* _Work to complete_
Could you rewrite the lines as a JSON list of strings, one string per line with blank lines omitted, beginning at the line containing "Where can the asphalt" and ending at the line containing "(1203, 556)", with both of those lines included?

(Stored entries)
==*==
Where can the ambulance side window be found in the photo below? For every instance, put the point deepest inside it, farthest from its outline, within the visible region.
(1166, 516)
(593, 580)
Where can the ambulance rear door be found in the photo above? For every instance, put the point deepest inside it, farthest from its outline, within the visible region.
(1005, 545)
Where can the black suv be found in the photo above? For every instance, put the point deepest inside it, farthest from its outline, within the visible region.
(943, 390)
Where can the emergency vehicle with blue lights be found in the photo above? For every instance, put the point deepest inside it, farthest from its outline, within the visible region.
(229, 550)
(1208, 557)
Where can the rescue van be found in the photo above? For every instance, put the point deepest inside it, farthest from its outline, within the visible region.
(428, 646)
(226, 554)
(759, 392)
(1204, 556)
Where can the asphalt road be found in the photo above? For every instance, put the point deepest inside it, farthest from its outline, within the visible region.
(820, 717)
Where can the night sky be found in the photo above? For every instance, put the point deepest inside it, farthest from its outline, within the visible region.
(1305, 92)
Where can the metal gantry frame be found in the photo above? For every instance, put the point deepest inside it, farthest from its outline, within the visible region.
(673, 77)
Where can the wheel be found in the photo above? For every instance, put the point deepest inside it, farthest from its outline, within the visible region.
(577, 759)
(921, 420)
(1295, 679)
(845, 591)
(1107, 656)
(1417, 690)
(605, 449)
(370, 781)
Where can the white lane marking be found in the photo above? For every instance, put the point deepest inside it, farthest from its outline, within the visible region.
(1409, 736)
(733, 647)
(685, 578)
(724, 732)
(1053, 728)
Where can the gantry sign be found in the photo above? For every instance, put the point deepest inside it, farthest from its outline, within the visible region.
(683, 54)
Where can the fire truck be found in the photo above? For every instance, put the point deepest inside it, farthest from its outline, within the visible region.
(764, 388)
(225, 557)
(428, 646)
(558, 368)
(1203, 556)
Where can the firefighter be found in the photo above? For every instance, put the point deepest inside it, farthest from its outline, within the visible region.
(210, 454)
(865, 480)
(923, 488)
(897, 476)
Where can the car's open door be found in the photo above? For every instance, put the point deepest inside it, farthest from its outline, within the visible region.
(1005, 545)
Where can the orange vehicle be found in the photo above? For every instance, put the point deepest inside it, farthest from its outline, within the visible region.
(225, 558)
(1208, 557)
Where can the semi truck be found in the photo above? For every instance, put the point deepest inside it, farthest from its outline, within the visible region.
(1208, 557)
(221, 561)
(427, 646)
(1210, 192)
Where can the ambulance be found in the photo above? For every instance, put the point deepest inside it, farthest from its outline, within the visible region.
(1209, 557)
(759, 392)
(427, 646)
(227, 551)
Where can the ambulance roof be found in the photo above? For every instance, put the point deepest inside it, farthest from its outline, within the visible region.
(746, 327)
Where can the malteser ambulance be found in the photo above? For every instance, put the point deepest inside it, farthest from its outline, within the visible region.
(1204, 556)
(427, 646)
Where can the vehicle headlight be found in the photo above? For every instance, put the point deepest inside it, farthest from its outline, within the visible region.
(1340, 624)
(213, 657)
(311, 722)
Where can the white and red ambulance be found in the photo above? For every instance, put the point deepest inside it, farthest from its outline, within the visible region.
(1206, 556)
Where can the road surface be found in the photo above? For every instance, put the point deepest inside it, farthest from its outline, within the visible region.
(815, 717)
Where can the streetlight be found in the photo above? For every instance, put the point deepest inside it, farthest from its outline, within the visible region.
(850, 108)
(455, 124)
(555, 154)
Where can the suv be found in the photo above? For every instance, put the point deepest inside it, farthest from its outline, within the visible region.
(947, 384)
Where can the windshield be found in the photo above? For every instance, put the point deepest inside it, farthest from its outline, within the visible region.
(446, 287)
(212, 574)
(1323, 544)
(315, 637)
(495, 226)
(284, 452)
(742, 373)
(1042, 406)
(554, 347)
==*==
* _Solution for this problem_
[
  "Where can the asphalt road be found in the photo above? For every instance, put the point deepest inside it, farthest from its outline, within the visible region.",
  "(820, 717)",
  "Where can the night sky be found in the photo above? For every instance, put the point deepest inside it, farthest from its outline, within the visible region.",
  "(1305, 92)",
  "Where can the metal gantry frame be found in the photo above? For every instance, put the point deepest inside it, farthest from its outline, within the visible region.",
  "(673, 77)",
  "Where can the wheel be found in the photo above? For every instance, put the point deepest inside it, farthest from its outline, within the visible region.",
  "(577, 759)",
  "(921, 420)",
  "(1295, 679)",
  "(845, 591)",
  "(1107, 656)",
  "(1417, 690)",
  "(605, 449)",
  "(370, 781)",
  "Where can the white lane marking be found in the photo above? For every instance, put the point deepest inside it, farthest from its outline, within the visible region.",
  "(1409, 736)",
  "(733, 647)",
  "(685, 578)",
  "(724, 732)",
  "(1053, 728)",
  "Where can the gantry sign be found in the photo above? For every instance, put the point deepest inside it, farthest from its outline, within the visible region.",
  "(683, 54)",
  "Where can the fire truck be found in the photo above? For every instance, put the point deepest inside it, farthest from its outline, within the visible region.",
  "(764, 388)",
  "(225, 557)",
  "(428, 646)",
  "(558, 368)",
  "(1203, 556)"
]